=== Exercise instructions ===
Restate every line of the data word for word, except for the images.

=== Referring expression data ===
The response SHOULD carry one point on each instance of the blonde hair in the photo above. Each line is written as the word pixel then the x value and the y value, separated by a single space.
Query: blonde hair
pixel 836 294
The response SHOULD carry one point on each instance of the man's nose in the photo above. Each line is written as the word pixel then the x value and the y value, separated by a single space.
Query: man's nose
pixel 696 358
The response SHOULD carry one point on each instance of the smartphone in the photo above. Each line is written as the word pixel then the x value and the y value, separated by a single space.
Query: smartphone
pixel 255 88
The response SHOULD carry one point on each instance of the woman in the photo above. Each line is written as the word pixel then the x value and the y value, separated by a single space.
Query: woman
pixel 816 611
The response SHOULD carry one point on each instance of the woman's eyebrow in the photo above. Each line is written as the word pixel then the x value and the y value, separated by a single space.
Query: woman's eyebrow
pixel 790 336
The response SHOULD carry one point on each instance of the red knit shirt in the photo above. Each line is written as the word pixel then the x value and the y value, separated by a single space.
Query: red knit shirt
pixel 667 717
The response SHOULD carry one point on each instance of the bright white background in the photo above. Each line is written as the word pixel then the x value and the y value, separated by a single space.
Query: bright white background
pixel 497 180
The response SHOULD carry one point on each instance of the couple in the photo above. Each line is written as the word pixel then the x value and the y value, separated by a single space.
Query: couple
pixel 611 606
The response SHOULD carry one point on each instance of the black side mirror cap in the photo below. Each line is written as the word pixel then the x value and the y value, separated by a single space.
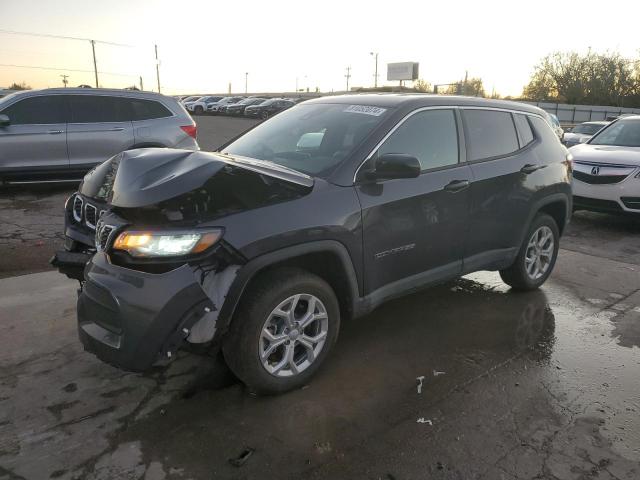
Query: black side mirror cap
pixel 395 165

=== Problem solution ===
The response SHOULD carry one point on each instance of the blonde hair in the photo above. Each line is written as the word pixel then the x value and the y value, separated by a single space.
Query: blonde hair
pixel 836 294
The response SHOULD carry one point on each instance of the man's nose in the photo above. Each line is written as the word pixel then the x value and the y value, separated by a single space.
Query: man's nose
pixel 696 358
The response SHOULD carry one point on each instance of the smartphone in the photo above. Each line is written as the word pixel then the x value and the y value, separated by a single space.
Query: smartphone
pixel 255 88
The response SHOULD carry one point on each instance of the woman in the photo above. Each line is written as the word pixel then the x value and the y value, separated by a single space.
Query: woman
pixel 816 611
The response SHOULD carry one point on each instance of the woman's eyebrow in the photo above. Each line is written as the word pixel then the x value and the y value, separated by a single space.
Query: woman's eyebrow
pixel 790 336
The response SHOULD carry one point on each instance of the red knit shirt in the photo above. Each line is written as the word pixel then the x value and the y value, separated by a single space.
Query: red knit shirt
pixel 667 717
The response SHOULD carry one point on each instance of the bright white background in the photo above. Each line is written as the word pixel then the x value and the y value, separated by a single space.
Query: bright white background
pixel 497 180
The response SHOULD carry one point on each instance of the couple in the photo above. Each line is written as the word pixel then the x value and the y value, separated by a single space.
Query: couple
pixel 611 606
The response SHOULD carry one point on each instance of the black side mirror cap in the photo below. Each line is written as the word pixel then the x value and the y value, separated by a single space.
Query: black side mirror cap
pixel 395 165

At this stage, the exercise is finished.